[Task directions]
The data below should be transcribed in full, with no picture included.

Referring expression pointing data

________________

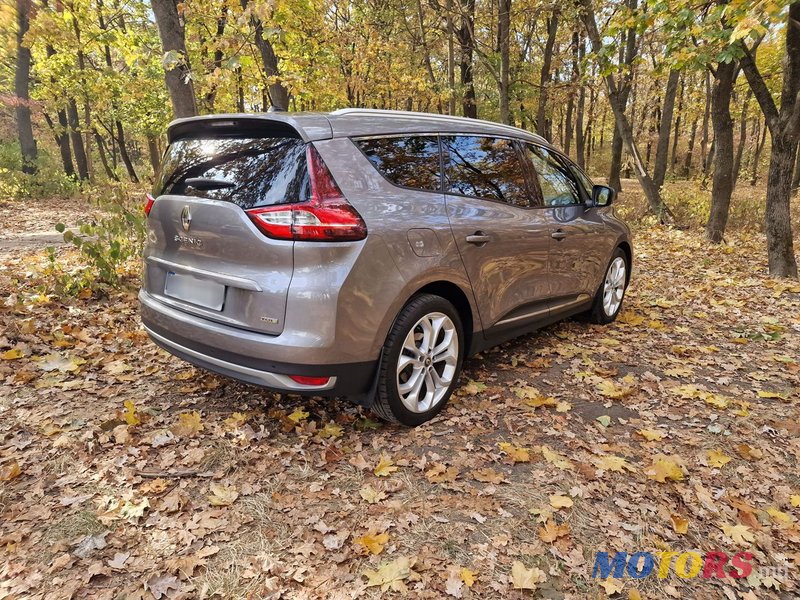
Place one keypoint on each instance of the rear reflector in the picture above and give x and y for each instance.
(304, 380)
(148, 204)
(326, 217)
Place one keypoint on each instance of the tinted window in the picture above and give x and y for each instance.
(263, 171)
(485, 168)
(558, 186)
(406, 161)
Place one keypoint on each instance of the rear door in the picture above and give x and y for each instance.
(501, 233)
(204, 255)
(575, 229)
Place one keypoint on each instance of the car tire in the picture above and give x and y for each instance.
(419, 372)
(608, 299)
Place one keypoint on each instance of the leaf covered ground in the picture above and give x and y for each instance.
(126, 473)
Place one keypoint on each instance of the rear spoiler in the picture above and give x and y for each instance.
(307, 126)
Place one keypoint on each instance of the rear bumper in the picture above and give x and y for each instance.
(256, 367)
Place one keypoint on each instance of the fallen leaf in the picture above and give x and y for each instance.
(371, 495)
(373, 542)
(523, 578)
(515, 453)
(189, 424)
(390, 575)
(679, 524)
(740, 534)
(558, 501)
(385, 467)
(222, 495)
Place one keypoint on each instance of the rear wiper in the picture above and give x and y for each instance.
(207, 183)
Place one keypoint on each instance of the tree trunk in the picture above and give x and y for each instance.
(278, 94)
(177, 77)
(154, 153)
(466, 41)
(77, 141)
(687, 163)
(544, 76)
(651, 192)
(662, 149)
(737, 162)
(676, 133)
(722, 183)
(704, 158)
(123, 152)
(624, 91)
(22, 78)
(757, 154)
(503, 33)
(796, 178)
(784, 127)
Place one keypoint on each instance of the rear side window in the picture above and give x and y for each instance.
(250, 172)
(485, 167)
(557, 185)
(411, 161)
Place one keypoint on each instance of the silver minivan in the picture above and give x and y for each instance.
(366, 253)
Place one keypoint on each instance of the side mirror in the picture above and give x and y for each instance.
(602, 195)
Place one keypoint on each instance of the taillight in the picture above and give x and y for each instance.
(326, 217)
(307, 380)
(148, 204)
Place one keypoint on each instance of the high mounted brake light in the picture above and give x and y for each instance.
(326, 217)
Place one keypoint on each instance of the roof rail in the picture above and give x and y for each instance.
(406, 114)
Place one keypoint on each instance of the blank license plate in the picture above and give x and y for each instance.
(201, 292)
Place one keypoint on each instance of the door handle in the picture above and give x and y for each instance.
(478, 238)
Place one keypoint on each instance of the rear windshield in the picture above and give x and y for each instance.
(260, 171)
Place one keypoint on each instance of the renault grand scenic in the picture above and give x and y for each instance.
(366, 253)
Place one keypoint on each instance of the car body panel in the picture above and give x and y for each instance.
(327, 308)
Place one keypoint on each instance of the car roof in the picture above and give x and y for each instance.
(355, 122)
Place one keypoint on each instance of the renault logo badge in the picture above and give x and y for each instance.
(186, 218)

________________

[Result of the exercise]
Place one keypoint on each instance of the rear reflector in the picture above and give x and y for each instance.
(304, 380)
(148, 204)
(326, 217)
Place one keypoint on each instance of the tinted window in the picture above and give x and y for each instance.
(263, 171)
(485, 168)
(558, 186)
(406, 161)
Place one keypoint on each instance of the rear door in the picture above and give x and y for each instance.
(501, 233)
(204, 255)
(575, 229)
Place one keypoint on each instance of the car tire in the picture above and give x and y for each instance.
(419, 372)
(608, 299)
Place one keypoint on each instance of the leaf covered ground in the picture above and give x and y for each instance.
(126, 473)
Place one keypoint on each instance of the rear spoiler in the picture above and give x and y for each instance.
(307, 126)
Place one keypoint on each instance of the rear bumper in the picture above and give x and y for each instance.
(256, 367)
Place one keypoint on each instance of the fallen leaf in the picture above and give x and y for each instance.
(371, 495)
(373, 542)
(523, 578)
(515, 453)
(189, 424)
(390, 575)
(679, 524)
(740, 534)
(558, 501)
(385, 467)
(222, 495)
Place one keypoint on each instance of the rear wiper in the picture above and give x and y for each instance.
(207, 183)
Place one keypoint on each instance of the tree trunk in the picture above and give x and y for each instance.
(278, 94)
(177, 77)
(154, 153)
(466, 41)
(77, 141)
(687, 163)
(544, 76)
(651, 192)
(662, 149)
(737, 162)
(676, 133)
(722, 183)
(704, 158)
(123, 152)
(624, 91)
(22, 78)
(757, 154)
(503, 33)
(796, 178)
(784, 127)
Place one keypoint on each instance of the rear side window in the picture above and give x and y for each instance.
(250, 172)
(485, 167)
(557, 185)
(411, 161)
Place one keypoint on each instance of the silver minivan in the picture above and give x and y for each instance.
(366, 253)
Place one keypoint on each instance of the side mirror in the picture above and give x and y for each instance.
(602, 195)
Place one keypoint on each instance of the taillight in the picture above and give x and y for each instance.
(326, 217)
(307, 380)
(148, 204)
Place one keypoint on each instance of the high mounted brake light in the picture above and give x and y for each instance.
(326, 217)
Place one keypoint on each instance of the roof rail in the picture above and give x and y for each instance.
(406, 114)
Place one keypoint on each instance of the blank license plate in the picture above and give x and y for each instance.
(201, 292)
Place one keypoint on each instance of the door handle in the picture above and give x and y for each instance.
(478, 238)
Place one keypoint on each instance of the rear windshield in the picture above and give x and y for each instance.
(260, 171)
Place one keypoint on each instance of the renault grand scenic in the picture above and give x and y for each instance.
(366, 253)
Place one keypoint on each instance of the car body panel in the picture above and give x and y for each instance.
(327, 308)
Place one keypoint on each instance of the car roof in the picture above and give x and y for each instance.
(355, 122)
Place one keypoint on each instance of the renault logo badge in the picture above and give x and y for each instance.
(186, 218)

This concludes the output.